*EXERCISE DIRECTIONS:* Please put the stretch of material from the line containing "Find the frost" through the line containing "pixel 96 30" into a numbered list, leaving out blank lines and including nothing else.

— Begin DATASET ENTRIES —

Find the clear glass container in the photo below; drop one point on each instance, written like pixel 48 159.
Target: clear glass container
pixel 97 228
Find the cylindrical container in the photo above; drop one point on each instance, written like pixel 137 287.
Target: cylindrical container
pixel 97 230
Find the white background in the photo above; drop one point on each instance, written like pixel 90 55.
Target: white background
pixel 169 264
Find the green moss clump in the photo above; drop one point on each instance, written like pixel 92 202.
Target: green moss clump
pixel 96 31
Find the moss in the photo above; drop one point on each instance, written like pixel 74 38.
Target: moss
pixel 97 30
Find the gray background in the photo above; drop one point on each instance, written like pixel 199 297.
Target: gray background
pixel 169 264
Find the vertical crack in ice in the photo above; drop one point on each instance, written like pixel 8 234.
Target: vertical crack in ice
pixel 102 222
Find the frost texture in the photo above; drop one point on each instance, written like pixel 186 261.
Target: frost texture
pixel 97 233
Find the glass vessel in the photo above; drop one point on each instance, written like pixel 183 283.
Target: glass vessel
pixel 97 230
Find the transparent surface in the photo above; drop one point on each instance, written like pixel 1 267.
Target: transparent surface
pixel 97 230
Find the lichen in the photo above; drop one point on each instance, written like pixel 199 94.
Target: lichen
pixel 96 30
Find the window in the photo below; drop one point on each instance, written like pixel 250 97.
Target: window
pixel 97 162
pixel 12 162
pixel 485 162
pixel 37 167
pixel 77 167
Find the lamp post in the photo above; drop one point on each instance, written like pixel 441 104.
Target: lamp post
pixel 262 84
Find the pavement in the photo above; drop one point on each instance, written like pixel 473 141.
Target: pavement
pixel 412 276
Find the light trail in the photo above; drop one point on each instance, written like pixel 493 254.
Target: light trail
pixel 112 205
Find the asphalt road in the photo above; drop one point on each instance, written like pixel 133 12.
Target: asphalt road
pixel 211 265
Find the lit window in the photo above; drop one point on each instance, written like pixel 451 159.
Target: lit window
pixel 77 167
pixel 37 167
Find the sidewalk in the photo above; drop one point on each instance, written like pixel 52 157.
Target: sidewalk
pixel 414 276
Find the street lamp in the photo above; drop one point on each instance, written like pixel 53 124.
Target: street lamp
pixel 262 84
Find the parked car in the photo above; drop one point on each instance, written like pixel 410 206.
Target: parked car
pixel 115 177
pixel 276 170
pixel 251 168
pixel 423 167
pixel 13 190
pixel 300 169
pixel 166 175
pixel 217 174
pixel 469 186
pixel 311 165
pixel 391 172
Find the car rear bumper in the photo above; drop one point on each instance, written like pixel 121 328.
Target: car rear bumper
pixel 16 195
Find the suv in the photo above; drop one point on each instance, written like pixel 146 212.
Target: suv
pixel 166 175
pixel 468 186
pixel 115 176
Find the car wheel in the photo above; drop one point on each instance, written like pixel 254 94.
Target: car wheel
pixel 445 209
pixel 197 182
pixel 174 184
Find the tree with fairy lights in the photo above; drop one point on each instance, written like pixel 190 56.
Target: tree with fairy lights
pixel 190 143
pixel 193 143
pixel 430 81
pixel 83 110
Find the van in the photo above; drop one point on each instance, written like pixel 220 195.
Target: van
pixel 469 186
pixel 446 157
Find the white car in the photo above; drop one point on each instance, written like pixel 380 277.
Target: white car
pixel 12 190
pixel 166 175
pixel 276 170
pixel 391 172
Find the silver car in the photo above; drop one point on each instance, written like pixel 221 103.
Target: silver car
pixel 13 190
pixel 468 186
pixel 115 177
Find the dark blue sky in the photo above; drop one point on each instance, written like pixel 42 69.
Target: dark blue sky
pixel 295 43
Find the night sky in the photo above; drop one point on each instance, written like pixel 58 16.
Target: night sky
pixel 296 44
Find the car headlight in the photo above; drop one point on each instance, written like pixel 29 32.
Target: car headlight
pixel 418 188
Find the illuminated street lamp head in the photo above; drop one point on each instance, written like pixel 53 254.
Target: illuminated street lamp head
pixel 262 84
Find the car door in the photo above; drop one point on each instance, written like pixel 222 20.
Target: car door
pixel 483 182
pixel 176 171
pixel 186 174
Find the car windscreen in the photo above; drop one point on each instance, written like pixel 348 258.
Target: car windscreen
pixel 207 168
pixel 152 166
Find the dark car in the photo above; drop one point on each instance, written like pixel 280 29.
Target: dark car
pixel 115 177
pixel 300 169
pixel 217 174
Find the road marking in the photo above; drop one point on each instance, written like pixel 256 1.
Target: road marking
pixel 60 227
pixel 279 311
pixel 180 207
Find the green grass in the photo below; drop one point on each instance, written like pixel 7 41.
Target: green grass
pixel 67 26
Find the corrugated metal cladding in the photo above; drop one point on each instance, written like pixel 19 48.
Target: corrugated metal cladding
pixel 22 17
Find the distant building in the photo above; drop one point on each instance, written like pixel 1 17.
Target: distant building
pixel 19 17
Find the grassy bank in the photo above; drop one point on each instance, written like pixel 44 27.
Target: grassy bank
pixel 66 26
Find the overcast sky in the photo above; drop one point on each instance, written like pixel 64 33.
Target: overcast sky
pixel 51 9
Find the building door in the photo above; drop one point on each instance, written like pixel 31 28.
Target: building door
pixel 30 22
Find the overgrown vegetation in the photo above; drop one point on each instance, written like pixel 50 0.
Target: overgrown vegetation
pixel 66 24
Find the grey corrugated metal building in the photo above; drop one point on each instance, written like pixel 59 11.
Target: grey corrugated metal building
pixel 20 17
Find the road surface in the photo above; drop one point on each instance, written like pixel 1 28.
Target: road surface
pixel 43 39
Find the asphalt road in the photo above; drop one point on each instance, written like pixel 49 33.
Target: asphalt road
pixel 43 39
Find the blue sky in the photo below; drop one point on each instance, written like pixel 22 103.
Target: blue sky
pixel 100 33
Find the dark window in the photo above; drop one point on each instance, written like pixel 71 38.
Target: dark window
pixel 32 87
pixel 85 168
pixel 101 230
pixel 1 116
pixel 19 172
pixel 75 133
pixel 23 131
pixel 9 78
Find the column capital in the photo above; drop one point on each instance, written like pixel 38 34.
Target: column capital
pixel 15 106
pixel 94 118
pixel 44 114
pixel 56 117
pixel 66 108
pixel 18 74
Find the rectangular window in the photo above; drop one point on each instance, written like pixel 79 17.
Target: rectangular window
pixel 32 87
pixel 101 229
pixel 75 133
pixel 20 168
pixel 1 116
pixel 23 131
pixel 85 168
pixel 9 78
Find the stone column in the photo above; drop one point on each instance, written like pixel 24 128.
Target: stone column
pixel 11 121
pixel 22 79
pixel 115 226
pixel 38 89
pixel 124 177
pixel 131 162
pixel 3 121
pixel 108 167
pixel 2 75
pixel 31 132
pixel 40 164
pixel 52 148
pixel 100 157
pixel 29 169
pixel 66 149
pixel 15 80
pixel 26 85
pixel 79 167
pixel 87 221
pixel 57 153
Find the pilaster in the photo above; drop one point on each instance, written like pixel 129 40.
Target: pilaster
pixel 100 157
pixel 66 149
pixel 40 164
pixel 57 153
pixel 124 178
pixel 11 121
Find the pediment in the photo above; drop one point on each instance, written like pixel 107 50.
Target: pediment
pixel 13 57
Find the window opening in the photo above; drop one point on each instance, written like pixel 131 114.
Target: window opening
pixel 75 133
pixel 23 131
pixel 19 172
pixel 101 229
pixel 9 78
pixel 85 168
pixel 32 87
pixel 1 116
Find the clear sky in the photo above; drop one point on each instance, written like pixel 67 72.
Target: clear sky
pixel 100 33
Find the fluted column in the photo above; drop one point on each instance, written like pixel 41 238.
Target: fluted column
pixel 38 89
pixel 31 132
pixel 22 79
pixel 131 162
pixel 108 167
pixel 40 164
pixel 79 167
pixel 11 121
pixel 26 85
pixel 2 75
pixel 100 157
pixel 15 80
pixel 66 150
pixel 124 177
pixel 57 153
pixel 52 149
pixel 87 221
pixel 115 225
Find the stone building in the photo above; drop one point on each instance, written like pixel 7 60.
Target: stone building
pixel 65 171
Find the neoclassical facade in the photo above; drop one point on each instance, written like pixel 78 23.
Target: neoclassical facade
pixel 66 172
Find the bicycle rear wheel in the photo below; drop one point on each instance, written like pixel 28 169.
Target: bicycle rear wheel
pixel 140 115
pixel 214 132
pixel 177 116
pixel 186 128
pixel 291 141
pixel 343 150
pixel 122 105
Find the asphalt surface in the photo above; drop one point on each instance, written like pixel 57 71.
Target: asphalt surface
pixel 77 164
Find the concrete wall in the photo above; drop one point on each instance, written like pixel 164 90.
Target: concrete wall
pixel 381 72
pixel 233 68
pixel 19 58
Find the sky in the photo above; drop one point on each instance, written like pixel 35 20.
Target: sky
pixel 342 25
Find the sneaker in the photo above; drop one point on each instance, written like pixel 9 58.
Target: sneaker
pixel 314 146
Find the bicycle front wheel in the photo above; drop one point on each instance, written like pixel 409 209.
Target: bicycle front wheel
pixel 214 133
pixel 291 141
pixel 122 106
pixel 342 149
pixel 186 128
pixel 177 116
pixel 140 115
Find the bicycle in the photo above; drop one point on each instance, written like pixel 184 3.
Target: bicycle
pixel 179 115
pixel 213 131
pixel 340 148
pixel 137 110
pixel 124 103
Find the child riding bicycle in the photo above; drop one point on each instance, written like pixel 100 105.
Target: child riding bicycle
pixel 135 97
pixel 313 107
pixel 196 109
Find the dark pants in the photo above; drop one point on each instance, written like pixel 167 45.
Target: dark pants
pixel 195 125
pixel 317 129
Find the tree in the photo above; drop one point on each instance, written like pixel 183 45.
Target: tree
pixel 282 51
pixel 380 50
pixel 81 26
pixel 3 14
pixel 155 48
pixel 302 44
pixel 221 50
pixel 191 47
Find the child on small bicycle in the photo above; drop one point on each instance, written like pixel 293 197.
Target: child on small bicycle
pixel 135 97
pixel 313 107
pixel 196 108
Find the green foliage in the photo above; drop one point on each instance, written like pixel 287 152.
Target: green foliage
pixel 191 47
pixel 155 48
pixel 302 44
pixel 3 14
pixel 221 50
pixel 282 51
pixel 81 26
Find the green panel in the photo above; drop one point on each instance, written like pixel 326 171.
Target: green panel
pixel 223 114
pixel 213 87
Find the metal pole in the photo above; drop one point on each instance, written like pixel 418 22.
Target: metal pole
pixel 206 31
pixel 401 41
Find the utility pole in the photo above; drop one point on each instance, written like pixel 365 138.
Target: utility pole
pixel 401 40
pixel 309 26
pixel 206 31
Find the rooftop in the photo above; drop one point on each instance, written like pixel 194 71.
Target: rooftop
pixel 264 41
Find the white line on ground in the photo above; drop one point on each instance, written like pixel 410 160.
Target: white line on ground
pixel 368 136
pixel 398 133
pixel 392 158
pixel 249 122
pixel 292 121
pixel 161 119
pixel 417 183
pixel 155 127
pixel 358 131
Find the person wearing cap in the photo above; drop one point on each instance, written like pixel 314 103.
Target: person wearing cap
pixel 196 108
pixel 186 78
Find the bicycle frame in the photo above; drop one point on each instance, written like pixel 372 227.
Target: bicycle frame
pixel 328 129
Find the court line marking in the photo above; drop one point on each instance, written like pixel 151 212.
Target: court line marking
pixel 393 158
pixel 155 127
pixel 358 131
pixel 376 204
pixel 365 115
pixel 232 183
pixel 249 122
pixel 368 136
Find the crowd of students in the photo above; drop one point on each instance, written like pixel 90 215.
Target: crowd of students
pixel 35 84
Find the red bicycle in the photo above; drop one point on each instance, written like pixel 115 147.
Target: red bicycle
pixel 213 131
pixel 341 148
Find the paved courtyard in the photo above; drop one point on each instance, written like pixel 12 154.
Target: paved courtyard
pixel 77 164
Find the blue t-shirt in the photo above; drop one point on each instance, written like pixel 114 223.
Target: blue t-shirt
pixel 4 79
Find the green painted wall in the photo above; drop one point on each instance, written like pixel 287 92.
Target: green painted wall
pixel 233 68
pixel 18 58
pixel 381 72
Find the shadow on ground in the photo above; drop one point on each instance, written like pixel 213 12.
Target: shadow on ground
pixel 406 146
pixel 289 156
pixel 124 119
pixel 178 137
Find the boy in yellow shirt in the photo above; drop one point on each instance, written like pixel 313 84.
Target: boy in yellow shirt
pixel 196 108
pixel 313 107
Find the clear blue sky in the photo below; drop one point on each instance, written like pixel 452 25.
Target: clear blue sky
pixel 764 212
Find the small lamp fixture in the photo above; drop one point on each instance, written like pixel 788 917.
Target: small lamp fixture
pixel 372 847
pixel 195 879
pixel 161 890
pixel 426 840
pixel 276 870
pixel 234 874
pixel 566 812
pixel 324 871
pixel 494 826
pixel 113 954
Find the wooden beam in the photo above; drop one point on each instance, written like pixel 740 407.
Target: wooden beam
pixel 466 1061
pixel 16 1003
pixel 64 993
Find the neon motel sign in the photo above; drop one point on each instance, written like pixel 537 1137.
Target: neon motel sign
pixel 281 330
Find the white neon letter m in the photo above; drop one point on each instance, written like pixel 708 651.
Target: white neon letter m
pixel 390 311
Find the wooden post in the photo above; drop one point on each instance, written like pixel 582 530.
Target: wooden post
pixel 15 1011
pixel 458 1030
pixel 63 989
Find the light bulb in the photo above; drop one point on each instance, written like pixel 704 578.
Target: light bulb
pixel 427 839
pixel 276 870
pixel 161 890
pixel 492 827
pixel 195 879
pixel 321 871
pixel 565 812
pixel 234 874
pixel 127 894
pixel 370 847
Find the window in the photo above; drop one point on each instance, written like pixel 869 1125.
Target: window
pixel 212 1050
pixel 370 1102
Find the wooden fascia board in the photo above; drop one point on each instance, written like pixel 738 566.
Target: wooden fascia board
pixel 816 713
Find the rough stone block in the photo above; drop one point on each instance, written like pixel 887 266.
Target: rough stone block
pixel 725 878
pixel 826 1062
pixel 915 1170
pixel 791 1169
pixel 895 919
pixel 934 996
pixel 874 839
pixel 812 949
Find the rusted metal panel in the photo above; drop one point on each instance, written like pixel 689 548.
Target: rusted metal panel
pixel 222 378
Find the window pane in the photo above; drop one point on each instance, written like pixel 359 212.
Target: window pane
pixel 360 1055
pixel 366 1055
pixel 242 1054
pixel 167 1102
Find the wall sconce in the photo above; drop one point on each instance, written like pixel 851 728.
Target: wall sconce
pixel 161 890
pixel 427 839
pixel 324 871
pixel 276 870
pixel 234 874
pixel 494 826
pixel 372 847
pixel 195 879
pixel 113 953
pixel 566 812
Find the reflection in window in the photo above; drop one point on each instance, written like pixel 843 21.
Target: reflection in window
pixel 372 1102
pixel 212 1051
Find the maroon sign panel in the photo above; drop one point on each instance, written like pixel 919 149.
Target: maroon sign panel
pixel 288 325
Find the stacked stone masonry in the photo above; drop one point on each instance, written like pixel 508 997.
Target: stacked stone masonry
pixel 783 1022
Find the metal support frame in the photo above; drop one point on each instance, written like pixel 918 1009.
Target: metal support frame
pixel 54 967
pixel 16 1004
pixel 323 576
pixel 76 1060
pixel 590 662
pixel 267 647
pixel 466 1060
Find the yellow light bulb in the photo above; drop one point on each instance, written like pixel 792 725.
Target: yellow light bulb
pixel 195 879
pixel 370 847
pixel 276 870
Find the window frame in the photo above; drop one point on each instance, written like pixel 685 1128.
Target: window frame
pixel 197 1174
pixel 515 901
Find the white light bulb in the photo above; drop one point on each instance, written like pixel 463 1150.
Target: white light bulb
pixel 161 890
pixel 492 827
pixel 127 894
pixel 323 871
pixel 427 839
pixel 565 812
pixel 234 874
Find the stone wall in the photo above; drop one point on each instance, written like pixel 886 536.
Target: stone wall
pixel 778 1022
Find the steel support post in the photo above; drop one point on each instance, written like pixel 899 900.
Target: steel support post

— End DATASET ENTRIES —

*CORRECT OUTPUT:*
1. Find the frost texture in the photo above; drop one point on each instance, written like pixel 186 261.
2. Target: frost texture
3. pixel 97 233
4. Find the glass vessel in the photo above; drop one point on each instance, written like pixel 183 283.
5. Target: glass vessel
6. pixel 97 230
7. Find the transparent surface in the photo above; drop one point on each instance, written like pixel 1 267.
8. Target: transparent surface
9. pixel 97 230
10. Find the lichen in the photo above; drop one point on each instance, written like pixel 199 94.
11. Target: lichen
12. pixel 96 30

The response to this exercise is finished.